Data shown START
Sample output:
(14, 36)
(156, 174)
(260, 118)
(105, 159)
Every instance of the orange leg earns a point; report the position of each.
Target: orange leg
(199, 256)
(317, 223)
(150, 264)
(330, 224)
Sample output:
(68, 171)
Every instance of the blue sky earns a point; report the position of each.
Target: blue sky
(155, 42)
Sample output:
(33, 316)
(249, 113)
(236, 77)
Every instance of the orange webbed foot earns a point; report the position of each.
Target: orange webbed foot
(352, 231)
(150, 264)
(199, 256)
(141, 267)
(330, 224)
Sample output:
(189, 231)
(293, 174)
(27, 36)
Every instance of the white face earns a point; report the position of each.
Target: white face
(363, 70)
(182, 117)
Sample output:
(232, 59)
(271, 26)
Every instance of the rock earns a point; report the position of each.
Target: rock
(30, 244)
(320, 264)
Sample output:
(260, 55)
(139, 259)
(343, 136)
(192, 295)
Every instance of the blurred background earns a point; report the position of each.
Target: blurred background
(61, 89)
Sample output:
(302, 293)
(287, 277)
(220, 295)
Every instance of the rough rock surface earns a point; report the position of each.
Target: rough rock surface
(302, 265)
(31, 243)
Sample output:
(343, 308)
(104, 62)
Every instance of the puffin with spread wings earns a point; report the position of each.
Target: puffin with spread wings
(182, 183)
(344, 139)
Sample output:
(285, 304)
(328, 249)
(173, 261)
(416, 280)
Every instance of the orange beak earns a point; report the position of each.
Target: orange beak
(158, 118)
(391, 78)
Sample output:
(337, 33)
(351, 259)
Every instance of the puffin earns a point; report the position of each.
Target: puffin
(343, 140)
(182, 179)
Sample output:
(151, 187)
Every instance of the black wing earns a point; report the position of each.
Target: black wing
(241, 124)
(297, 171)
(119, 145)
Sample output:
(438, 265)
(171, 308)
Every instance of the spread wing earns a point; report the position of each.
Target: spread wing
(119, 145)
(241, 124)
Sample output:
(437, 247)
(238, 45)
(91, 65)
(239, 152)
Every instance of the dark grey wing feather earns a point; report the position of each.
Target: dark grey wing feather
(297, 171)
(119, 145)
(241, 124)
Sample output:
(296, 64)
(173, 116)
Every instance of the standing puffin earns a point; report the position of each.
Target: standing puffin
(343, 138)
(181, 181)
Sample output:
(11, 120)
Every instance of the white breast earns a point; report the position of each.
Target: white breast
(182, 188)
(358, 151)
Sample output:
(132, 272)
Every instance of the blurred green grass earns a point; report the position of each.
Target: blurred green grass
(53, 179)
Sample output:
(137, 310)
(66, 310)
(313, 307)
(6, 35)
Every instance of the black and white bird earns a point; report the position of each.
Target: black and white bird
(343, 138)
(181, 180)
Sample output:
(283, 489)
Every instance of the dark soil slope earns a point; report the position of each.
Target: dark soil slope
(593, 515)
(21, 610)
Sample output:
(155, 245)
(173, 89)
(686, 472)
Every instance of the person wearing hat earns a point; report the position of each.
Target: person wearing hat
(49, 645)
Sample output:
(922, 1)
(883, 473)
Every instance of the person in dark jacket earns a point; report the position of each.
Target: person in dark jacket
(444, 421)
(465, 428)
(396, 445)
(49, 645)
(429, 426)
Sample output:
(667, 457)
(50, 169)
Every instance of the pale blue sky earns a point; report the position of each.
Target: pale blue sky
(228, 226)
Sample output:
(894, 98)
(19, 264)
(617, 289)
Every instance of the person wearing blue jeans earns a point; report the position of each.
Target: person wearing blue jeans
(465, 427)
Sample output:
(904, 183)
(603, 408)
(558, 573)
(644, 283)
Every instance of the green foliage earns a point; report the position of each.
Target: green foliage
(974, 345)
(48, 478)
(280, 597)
Data shown END
Problem to solve: Take the entries above and copy them out exactly.

Output for this exercise:
Sample output:
(14, 36)
(156, 174)
(260, 118)
(105, 159)
Every instance of the orange leg earns a point; report the position of each.
Target: orange leg
(199, 256)
(317, 223)
(150, 264)
(330, 224)
Sample output:
(68, 171)
Every instance of the blue sky earns a point; report the position of each.
Target: blue sky
(155, 42)
Sample output:
(33, 316)
(249, 113)
(236, 77)
Every instance of the orange webbed foot earns a point; report the position of each.
Target: orange webbed foot
(352, 231)
(150, 264)
(199, 256)
(141, 267)
(330, 224)
Sample output:
(189, 231)
(293, 174)
(27, 36)
Every instance of the white face earns a point; report the position of each.
Target: white face
(363, 70)
(182, 117)
Sample output:
(232, 59)
(271, 26)
Every instance of the rock earns a point; report the position of each.
Target: rock
(30, 244)
(320, 264)
Sample output:
(260, 55)
(139, 259)
(343, 136)
(192, 295)
Every instance of the blurred background earns a point; report the position of each.
Target: blurred background
(61, 89)
Sample output:
(302, 293)
(287, 277)
(220, 295)
Every instance of the rough rock surface earns a point; report the position of each.
Target: rough rock surface
(302, 265)
(31, 243)
Sample output:
(343, 308)
(104, 62)
Every instance of the puffin with spread wings earns a point; report the position of each.
Target: puffin with spread wings
(182, 183)
(344, 139)
Sample output:
(285, 304)
(328, 249)
(173, 261)
(416, 280)
Every instance of the orange beak earns a point; report the position of each.
Target: orange beak
(158, 118)
(391, 78)
Sample output:
(337, 33)
(351, 259)
Every instance of the puffin earns a point; report the position of each.
Target: puffin
(343, 140)
(182, 179)
Sample output:
(151, 187)
Every instance of the black wing earns a point; report the position of each.
Target: black wing
(241, 124)
(297, 171)
(119, 145)
Sample output:
(438, 265)
(171, 308)
Every instance of the spread wing earns a point; report the position of each.
Target: spread wing
(119, 145)
(241, 124)
Sample output:
(437, 247)
(238, 45)
(91, 65)
(239, 152)
Every instance of the dark grey wing feather earns a point; report the position of each.
Target: dark grey wing feather
(297, 171)
(119, 145)
(241, 124)
Sample output:
(296, 64)
(173, 116)
Every instance of the standing puffin earns a point; report the position of each.
Target: standing puffin
(343, 138)
(181, 181)
Sample output:
(11, 120)
Every instance of the white breast earns a point; report the position of each.
Target: white breast
(182, 188)
(358, 151)
Sample output:
(132, 272)
Every instance of the blurred green grass earns a point; report the position of each.
Target: blurred green grass
(53, 179)
Sample output:
(137, 310)
(66, 310)
(313, 307)
(6, 35)
Every instance of the black and white bird earns a point; report the position of each.
Target: black and white bird
(343, 138)
(181, 180)
Sample output:
(283, 489)
Every instance of the dark soil slope earns a point; report the position of each.
Target: dark soil slope
(593, 515)
(21, 610)
Sample output:
(155, 245)
(173, 89)
(686, 472)
Every instance of the person wearing hat earns a point; report the position of each.
Target: person wearing hat
(49, 645)
Sample output:
(922, 1)
(883, 473)
Every instance of the person in dark jacket earns a point; report the position of each.
Target: person in dark jacket
(444, 421)
(465, 428)
(396, 445)
(49, 645)
(429, 426)
Sample output:
(667, 457)
(50, 169)
Every instance of the pale blue sky earns a point; report the position of each.
Target: pale blue sky
(228, 226)
Sample output:
(894, 98)
(19, 264)
(617, 289)
Every instance of the person wearing blue jeans earns a point; report the position of each.
Target: person wearing blue jeans
(465, 427)
Sample output:
(904, 183)
(603, 408)
(558, 573)
(644, 283)
Every instance of the green foliage earns a point; report the position of each.
Target: green foliage
(974, 345)
(48, 478)
(280, 597)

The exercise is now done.